> Your goal
Copy out again, unchanged, the part of the records below that opens with the line containing "I need help finding the dormer" and closes with the line containing "451 57 464 68", both of those lines included.

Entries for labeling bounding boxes
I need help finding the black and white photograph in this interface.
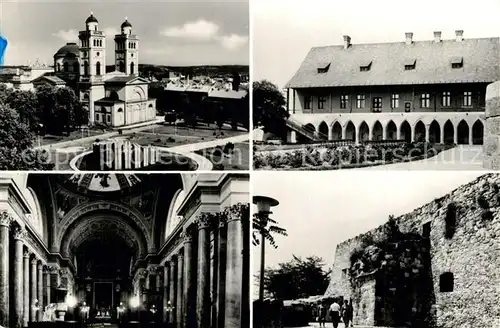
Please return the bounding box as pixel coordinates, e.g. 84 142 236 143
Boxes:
0 0 250 171
0 172 250 328
252 0 500 170
252 170 500 328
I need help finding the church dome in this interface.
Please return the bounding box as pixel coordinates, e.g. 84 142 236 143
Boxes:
54 42 80 57
122 19 132 28
85 14 98 24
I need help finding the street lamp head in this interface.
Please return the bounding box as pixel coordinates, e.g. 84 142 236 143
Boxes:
253 196 279 214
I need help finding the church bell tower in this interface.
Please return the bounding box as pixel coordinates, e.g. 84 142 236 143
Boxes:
115 18 139 76
78 13 106 81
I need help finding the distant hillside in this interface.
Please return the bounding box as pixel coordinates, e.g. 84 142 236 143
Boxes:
106 64 250 79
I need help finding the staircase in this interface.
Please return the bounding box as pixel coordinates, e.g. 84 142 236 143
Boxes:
286 118 328 141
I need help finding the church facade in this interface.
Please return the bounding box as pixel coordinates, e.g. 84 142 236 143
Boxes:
0 173 250 328
50 14 156 127
286 30 492 144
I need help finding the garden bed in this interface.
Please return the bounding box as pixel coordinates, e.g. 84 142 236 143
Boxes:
253 143 453 171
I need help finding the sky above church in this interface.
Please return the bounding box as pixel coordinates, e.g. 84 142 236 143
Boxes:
0 0 249 66
252 170 484 286
252 0 500 87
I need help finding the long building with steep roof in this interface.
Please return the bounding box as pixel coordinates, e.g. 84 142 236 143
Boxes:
286 30 494 144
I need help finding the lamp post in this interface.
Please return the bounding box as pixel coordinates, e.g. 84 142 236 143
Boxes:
253 196 279 302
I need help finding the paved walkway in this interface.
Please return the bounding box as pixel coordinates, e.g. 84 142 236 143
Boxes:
355 145 485 171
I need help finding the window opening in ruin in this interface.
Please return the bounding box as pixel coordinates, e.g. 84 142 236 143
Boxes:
439 272 453 293
444 203 457 239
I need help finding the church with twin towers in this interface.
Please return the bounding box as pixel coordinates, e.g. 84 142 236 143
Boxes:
49 13 156 127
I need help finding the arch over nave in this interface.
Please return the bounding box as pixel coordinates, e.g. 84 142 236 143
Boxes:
0 173 250 328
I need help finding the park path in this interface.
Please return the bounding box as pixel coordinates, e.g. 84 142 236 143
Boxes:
354 145 485 171
163 134 249 154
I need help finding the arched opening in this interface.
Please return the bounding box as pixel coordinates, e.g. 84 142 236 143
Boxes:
83 61 89 76
345 121 356 142
415 121 426 142
472 120 484 145
457 120 469 145
297 123 316 143
429 120 441 143
372 121 384 141
318 121 328 140
109 91 120 100
358 121 370 142
385 121 398 140
399 121 411 142
443 120 455 144
332 122 342 140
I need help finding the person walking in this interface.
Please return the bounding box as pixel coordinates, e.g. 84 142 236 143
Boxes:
318 303 326 327
330 301 340 328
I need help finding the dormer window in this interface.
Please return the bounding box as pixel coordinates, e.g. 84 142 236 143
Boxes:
318 63 330 74
405 59 417 71
359 61 372 72
451 57 464 68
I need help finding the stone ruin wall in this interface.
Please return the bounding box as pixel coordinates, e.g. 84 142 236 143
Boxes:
325 174 500 328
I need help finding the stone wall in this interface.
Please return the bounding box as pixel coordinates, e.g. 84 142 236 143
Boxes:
483 82 500 170
326 174 500 328
353 275 376 326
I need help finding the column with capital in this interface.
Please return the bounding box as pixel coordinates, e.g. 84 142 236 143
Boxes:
183 229 193 328
43 265 51 305
168 257 177 326
175 250 185 328
36 263 44 321
30 257 38 321
215 217 227 328
196 213 212 327
10 227 26 328
0 212 12 327
23 250 30 327
163 262 170 322
224 207 244 328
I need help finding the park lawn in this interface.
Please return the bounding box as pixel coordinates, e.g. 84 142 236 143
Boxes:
34 129 112 146
195 142 250 171
141 124 248 141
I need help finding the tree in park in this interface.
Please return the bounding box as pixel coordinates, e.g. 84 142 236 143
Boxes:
252 80 290 137
0 103 53 170
5 90 40 131
258 255 331 300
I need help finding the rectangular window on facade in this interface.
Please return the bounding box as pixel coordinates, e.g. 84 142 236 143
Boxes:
304 96 312 109
356 95 365 108
463 91 472 107
372 97 382 112
318 96 326 109
420 93 431 108
340 95 349 108
441 91 451 107
391 93 399 108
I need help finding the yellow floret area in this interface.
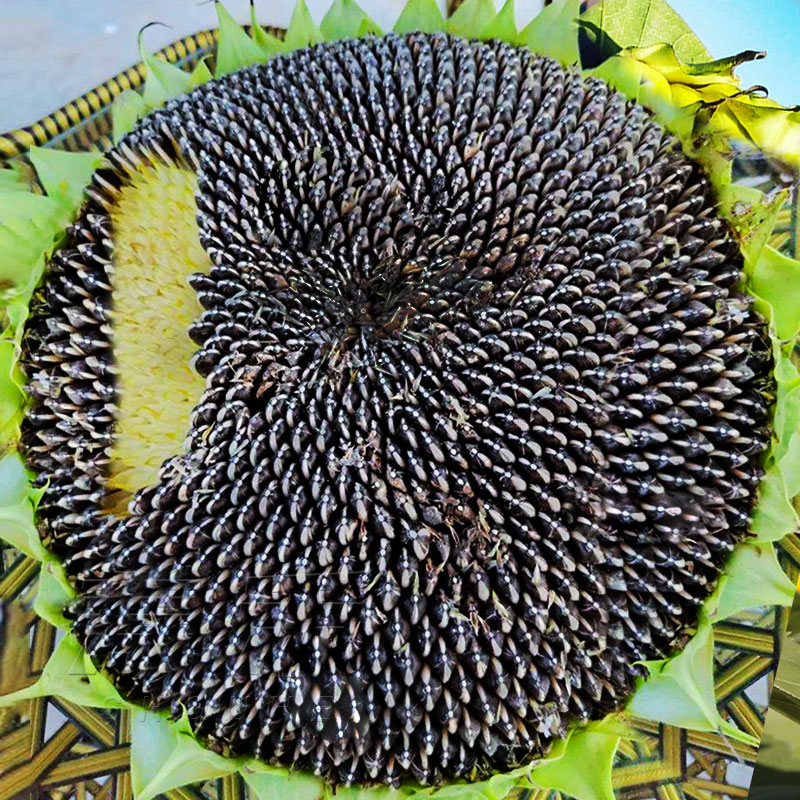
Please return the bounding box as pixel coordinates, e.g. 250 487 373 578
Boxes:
107 165 210 512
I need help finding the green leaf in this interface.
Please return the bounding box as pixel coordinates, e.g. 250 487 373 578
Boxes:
0 163 31 192
779 432 800 499
0 453 51 561
214 3 265 78
520 0 581 64
189 57 214 89
111 90 148 144
131 711 241 800
750 463 800 542
393 0 445 35
33 561 75 630
284 0 324 50
250 0 286 58
770 348 800 466
531 726 620 800
627 620 758 746
0 633 133 709
748 245 800 342
0 339 26 445
319 0 381 42
241 761 324 800
717 183 788 264
139 28 193 108
29 147 103 214
579 0 712 66
703 544 795 622
478 0 519 44
445 0 496 39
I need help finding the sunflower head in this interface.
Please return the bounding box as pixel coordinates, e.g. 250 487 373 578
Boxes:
1 3 796 800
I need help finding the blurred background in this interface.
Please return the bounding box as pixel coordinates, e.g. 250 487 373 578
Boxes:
0 0 800 131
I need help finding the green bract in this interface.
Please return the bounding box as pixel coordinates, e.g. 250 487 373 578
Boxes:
0 0 800 800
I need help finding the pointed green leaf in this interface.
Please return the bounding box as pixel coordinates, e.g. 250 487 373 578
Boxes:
0 339 25 444
0 163 31 192
718 184 788 264
241 762 324 800
214 2 265 78
520 0 581 64
29 147 103 214
0 633 133 708
139 30 192 108
250 5 286 58
111 89 147 144
0 453 51 561
750 463 800 542
284 0 324 50
748 245 800 342
531 728 620 800
780 433 800 501
703 544 795 622
627 620 758 745
478 0 519 44
131 711 242 800
579 0 712 66
393 0 445 35
33 561 75 630
319 0 381 42
771 341 800 462
445 0 496 39
189 57 214 89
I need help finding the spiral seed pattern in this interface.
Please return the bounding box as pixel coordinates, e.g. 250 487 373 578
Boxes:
24 34 772 784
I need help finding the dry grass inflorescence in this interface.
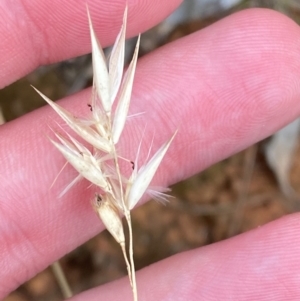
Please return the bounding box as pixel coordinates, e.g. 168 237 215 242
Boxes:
36 8 175 301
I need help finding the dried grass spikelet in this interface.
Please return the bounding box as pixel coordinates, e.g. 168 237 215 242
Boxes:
35 7 176 301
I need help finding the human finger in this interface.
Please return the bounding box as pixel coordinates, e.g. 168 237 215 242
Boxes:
0 10 300 298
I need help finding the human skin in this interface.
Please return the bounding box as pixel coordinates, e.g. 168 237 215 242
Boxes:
0 0 300 301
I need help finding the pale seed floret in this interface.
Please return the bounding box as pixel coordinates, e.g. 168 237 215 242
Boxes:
126 132 177 210
94 195 125 244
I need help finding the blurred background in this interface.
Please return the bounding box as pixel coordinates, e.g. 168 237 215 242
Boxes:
0 0 300 301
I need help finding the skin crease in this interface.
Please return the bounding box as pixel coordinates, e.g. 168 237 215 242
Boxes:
0 0 300 301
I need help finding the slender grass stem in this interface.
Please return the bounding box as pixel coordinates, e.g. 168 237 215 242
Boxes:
125 210 138 301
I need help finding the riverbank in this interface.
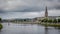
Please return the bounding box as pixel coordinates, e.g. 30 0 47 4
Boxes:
40 22 60 27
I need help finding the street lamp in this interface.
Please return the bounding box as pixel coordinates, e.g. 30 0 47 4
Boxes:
56 18 58 23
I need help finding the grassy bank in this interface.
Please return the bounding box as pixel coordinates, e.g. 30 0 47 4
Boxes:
0 24 3 30
40 23 60 27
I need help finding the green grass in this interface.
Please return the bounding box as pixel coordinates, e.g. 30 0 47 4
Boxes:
0 24 3 30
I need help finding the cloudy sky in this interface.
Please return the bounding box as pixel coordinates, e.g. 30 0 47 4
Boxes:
0 0 60 19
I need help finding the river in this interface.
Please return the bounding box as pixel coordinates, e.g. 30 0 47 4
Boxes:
0 23 60 34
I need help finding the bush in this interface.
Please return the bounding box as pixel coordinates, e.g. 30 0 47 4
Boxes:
0 24 3 30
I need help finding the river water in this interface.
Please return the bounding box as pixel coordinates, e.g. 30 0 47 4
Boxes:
0 23 60 34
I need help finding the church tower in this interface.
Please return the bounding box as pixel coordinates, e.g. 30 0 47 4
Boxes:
45 6 48 17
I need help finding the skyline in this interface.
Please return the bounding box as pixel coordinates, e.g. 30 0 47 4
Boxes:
0 0 60 19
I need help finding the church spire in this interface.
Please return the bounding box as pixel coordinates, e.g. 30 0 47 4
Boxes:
45 6 48 17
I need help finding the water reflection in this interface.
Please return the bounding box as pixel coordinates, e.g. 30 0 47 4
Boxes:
0 23 60 34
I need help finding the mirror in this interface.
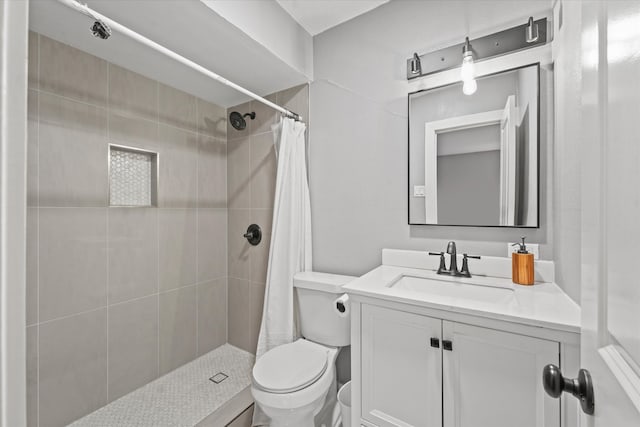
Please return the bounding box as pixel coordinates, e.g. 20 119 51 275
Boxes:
409 64 540 227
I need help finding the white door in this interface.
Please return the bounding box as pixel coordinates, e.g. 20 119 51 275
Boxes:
361 305 442 427
442 321 560 427
580 1 640 427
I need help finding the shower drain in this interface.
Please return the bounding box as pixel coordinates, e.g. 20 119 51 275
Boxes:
209 372 229 384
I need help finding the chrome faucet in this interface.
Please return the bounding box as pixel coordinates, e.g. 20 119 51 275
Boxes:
440 241 460 276
429 241 480 277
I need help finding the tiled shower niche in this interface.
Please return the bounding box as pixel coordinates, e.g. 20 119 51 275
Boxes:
109 144 158 207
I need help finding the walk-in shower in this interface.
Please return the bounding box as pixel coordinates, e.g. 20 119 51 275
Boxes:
26 0 308 427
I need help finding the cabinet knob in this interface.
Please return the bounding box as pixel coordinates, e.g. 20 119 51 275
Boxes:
542 364 595 415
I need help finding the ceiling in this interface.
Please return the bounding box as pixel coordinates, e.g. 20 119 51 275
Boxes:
276 0 389 36
29 0 308 107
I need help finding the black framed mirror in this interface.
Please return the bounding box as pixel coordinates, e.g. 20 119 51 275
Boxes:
408 63 540 228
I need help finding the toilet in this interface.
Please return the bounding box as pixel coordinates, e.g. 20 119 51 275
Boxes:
251 272 355 427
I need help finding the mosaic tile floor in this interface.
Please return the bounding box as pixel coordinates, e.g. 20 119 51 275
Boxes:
70 344 255 427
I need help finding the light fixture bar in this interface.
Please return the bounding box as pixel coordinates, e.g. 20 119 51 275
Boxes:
407 18 547 80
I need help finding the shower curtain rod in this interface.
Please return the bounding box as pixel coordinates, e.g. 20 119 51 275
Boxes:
58 0 302 121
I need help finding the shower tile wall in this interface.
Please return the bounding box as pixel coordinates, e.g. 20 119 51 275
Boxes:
27 33 230 427
227 85 309 353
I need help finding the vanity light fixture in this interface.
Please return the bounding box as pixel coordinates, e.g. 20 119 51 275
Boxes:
405 17 548 81
460 37 478 95
526 16 540 43
411 52 422 74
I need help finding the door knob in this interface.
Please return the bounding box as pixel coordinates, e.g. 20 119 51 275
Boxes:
244 224 262 246
542 365 595 415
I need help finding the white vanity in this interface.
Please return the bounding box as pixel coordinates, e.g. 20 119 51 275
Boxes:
344 249 580 427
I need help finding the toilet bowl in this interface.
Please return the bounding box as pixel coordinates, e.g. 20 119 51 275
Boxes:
251 272 354 427
251 339 339 427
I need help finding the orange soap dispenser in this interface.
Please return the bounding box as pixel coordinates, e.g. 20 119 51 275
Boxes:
511 236 535 285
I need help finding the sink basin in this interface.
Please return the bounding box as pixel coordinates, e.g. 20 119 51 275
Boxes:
388 274 514 304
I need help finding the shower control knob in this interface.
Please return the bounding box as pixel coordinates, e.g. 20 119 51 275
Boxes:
244 224 262 246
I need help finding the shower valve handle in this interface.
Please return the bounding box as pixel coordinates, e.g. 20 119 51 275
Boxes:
243 224 262 246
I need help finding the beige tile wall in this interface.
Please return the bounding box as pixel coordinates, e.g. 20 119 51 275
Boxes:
27 33 229 427
227 85 309 353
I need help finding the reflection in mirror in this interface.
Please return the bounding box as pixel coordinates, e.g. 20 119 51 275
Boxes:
409 64 539 227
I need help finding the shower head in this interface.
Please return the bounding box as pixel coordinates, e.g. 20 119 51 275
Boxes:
229 111 256 130
91 20 111 40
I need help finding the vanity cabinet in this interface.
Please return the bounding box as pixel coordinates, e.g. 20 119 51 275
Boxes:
354 304 560 427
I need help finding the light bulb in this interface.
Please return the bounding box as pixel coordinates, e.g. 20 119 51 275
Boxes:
462 79 478 95
460 50 475 82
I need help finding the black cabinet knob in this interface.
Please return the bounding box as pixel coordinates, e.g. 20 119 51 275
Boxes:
542 365 595 415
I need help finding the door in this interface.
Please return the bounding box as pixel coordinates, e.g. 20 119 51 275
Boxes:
576 1 640 427
361 305 442 427
442 321 560 427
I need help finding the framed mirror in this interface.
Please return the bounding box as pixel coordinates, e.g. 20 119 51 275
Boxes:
409 64 540 228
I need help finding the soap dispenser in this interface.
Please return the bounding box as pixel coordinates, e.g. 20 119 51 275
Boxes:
511 236 535 285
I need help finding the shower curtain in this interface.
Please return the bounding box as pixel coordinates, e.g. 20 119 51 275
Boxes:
256 118 311 359
253 118 311 425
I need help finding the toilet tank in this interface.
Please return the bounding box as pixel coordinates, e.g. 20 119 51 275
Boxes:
293 271 356 347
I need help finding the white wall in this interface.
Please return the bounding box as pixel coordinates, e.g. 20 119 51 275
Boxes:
553 1 583 301
310 0 554 280
0 1 29 427
201 0 313 80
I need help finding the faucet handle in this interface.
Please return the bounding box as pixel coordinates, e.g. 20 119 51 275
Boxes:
429 252 447 274
460 254 480 277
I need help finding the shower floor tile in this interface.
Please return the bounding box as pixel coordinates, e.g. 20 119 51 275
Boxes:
70 344 255 427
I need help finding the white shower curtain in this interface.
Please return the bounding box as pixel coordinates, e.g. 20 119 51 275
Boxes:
254 118 311 425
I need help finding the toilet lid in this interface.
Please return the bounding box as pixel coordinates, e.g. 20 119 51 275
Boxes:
253 339 327 393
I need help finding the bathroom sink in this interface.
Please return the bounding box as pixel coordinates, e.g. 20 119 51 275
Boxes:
388 274 514 304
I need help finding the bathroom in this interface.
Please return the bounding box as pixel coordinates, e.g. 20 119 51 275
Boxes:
0 0 640 427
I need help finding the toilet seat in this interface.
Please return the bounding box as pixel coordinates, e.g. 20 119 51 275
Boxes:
253 339 328 394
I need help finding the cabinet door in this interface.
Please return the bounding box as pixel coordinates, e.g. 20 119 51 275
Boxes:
442 321 560 427
360 305 442 427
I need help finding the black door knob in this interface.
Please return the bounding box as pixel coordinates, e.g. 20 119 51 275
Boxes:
542 365 595 415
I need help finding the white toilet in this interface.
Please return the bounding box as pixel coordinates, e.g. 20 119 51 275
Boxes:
251 272 355 427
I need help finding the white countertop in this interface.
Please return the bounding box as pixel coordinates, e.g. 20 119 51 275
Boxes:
343 265 580 333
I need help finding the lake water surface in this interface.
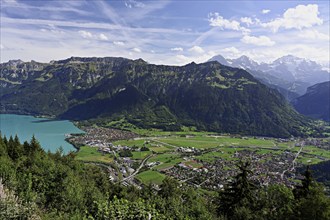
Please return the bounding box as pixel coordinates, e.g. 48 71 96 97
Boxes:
0 114 83 153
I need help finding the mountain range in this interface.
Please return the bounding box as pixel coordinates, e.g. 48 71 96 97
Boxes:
210 55 330 100
0 57 307 137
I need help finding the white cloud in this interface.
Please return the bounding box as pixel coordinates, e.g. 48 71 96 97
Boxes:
132 47 142 53
241 35 275 46
189 46 204 53
125 0 145 8
175 54 191 64
99 34 108 40
78 31 93 38
261 9 270 14
171 47 183 52
298 30 330 42
209 13 250 32
112 41 125 46
241 17 254 26
261 4 323 32
221 47 241 54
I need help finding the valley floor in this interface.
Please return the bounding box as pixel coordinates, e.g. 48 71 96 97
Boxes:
69 127 330 190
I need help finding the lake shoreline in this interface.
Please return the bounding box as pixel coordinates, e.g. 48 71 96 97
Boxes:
0 113 85 153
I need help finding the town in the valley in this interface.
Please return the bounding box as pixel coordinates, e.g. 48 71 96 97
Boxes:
67 127 330 190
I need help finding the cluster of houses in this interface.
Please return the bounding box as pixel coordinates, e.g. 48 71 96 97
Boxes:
162 150 295 190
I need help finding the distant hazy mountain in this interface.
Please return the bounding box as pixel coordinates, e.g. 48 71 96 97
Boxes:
292 81 330 121
0 57 307 136
210 55 330 100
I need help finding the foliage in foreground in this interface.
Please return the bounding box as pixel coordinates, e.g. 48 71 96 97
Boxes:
0 133 330 220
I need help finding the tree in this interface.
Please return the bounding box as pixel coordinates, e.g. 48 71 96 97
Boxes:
293 166 330 220
218 161 256 219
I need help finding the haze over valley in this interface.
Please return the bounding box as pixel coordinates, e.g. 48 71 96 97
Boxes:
0 0 330 220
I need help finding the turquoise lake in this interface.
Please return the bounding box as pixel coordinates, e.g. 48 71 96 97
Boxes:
0 114 83 153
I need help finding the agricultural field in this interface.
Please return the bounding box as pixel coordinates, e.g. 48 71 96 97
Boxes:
136 170 166 185
76 146 113 164
132 151 152 160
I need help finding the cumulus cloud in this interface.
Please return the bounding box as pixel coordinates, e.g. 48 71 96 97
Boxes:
112 41 125 46
241 35 275 46
261 9 270 14
175 54 191 63
99 34 108 40
221 47 241 54
298 30 330 42
189 46 205 53
209 13 250 32
125 0 145 8
261 4 323 32
241 17 254 26
78 31 93 38
132 47 142 53
171 47 183 52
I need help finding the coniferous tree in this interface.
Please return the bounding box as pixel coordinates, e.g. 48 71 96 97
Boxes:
218 161 256 218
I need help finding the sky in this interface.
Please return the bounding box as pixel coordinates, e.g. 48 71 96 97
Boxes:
0 0 330 67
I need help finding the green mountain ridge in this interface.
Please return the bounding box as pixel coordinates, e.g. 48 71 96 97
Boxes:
292 81 330 121
0 57 308 137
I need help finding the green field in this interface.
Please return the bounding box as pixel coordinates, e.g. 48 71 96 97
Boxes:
148 153 183 170
112 139 145 147
156 136 282 149
136 170 166 185
149 146 173 153
184 161 203 168
76 146 113 163
132 151 152 160
111 134 330 167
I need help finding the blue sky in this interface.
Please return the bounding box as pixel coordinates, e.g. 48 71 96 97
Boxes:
0 0 330 66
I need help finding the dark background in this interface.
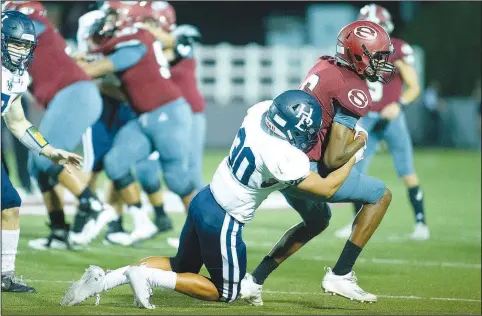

> Response to the task
I need help finding the dormer window in this interface.
Please return the bounding box as pixel coordinates, e.g. 84 142 236 143
Boxes:
318 63 330 74
405 59 417 71
359 61 372 72
451 57 464 68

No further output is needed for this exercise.